DATA IN THIS EXERCISE below:

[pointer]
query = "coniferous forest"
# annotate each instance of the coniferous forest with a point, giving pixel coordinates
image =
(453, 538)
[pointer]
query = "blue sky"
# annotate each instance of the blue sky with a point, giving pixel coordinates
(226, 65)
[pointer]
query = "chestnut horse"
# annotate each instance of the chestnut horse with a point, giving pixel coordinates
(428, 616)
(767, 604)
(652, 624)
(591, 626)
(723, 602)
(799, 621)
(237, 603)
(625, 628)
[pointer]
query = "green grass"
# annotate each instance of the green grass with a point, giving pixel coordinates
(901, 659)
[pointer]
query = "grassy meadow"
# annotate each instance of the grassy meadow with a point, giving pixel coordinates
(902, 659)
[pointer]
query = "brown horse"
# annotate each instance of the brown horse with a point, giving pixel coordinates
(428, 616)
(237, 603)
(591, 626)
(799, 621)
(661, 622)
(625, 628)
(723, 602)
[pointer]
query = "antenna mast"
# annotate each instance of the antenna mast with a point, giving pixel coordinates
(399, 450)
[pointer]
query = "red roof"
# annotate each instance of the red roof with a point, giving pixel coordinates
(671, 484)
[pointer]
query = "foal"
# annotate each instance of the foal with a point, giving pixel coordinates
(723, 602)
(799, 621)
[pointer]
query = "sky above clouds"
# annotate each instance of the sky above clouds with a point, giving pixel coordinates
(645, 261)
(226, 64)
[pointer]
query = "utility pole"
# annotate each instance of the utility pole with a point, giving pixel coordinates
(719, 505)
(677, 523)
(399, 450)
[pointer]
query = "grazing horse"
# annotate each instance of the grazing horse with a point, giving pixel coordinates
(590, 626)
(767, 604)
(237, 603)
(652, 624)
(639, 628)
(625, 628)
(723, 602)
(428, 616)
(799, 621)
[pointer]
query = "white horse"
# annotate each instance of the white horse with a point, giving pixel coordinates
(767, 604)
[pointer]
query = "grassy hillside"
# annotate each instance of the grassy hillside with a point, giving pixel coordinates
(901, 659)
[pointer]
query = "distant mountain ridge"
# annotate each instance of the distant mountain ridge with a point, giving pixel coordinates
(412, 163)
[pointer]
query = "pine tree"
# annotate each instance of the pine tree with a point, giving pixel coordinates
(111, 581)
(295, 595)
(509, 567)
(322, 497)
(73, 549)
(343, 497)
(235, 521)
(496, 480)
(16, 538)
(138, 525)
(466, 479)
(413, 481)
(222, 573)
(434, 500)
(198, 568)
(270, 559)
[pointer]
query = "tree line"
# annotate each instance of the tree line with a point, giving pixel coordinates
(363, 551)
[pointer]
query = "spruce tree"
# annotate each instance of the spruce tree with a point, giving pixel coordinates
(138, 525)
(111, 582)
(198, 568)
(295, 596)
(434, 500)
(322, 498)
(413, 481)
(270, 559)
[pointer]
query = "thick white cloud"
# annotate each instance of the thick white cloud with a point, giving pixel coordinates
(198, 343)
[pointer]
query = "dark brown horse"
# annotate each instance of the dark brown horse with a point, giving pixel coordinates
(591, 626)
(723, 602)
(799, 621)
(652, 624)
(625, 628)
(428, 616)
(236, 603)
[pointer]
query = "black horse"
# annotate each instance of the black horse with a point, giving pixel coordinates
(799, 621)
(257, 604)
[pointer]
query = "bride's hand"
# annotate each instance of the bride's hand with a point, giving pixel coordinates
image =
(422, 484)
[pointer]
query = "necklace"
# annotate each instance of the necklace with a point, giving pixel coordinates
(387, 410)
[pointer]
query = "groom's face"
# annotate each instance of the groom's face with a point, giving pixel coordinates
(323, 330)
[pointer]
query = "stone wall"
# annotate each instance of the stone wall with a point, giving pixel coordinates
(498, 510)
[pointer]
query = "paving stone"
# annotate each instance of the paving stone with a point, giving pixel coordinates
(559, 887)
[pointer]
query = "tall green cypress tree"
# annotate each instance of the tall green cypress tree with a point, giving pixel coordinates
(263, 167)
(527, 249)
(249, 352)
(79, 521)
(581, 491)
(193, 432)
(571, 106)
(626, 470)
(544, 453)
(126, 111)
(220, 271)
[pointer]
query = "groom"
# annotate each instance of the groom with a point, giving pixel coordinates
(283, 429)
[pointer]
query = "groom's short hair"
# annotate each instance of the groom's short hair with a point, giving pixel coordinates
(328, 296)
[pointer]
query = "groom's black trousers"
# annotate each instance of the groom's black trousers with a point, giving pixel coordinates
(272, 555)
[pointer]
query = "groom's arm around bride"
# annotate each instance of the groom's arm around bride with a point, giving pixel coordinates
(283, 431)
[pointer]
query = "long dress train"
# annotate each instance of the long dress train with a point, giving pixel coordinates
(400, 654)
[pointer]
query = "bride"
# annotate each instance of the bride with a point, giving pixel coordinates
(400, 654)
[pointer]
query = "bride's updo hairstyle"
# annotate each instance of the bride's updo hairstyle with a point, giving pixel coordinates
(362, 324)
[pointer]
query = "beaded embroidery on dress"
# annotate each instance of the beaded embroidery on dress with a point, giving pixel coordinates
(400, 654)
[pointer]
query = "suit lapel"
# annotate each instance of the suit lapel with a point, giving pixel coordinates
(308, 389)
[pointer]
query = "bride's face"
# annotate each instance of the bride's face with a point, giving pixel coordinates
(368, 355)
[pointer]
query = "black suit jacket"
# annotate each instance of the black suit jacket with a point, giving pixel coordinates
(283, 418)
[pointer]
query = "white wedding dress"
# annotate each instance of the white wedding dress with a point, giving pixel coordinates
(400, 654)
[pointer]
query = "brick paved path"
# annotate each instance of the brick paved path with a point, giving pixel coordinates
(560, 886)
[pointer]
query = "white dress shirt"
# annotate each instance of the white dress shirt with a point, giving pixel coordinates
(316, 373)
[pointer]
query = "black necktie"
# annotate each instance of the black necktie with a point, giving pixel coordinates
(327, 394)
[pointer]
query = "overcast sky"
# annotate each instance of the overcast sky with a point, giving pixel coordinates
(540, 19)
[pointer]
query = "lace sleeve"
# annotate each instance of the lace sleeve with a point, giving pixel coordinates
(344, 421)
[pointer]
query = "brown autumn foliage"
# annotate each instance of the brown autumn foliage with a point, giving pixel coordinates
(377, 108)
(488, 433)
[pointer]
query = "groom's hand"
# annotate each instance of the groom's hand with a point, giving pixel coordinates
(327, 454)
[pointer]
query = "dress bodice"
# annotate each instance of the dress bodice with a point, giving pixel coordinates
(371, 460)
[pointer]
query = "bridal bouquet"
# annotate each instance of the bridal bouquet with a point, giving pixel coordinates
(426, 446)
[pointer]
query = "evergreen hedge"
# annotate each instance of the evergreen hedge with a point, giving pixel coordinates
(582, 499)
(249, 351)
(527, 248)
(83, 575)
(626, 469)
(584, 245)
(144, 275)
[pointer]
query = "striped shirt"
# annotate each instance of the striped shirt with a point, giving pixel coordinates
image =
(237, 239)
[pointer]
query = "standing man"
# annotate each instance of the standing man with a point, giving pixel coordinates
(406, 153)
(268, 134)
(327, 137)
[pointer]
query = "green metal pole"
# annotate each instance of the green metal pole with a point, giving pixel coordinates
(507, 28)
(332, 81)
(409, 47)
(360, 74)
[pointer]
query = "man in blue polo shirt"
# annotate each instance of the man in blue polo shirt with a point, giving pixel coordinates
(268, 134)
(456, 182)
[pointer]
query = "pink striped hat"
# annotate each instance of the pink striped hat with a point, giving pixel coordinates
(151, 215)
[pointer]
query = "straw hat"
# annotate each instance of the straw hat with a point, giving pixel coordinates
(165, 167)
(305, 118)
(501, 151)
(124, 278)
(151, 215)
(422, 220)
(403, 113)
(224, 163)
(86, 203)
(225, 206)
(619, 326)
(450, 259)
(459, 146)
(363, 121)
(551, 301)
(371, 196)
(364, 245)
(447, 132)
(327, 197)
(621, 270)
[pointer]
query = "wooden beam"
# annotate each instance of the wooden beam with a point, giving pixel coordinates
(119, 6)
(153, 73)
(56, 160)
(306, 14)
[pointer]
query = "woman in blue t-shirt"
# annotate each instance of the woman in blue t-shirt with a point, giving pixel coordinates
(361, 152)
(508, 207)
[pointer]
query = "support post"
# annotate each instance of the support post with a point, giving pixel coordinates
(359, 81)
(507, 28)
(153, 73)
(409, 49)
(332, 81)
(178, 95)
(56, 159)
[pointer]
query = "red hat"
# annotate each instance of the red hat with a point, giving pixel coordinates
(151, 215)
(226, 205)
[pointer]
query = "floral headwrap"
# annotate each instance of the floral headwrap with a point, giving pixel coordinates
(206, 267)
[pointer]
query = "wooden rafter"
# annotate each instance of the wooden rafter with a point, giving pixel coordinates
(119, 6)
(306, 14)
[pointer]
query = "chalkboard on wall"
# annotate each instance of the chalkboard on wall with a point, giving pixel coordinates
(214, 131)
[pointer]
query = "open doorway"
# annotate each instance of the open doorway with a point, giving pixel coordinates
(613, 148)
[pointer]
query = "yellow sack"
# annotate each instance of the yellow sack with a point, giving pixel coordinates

End of DATA IN THIS EXERCISE.

Would you show every line in the data above that contains the string "yellow"?

query = "yellow sack"
# annotate each instance of the yellow sack with a point, giving pixel coordinates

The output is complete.